__About this exercise__.
Each line in the entries below that holds the string "Mark" is to be listed.

#### Data supplied ####

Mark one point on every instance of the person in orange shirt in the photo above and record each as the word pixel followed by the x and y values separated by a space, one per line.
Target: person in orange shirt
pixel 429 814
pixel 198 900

####
#### Data supplied ####

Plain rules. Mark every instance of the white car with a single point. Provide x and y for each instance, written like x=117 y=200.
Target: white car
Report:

####
#### Data supplied ####

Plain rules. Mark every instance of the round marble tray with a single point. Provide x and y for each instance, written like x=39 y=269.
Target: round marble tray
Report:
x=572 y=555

####

__Solved problem__.
Mark one point on every instance of the person in orange shirt in the photo above and record each as the word pixel followed by the x and y values separated by a space, one per line.
Plain rules. Mark every instance of the white car with a single point. Provide x and y for each instance, written like x=117 y=200.
Plain rules. Mark every instance of the round marble tray with a single point. Provide x and y for each instance, written like x=39 y=269.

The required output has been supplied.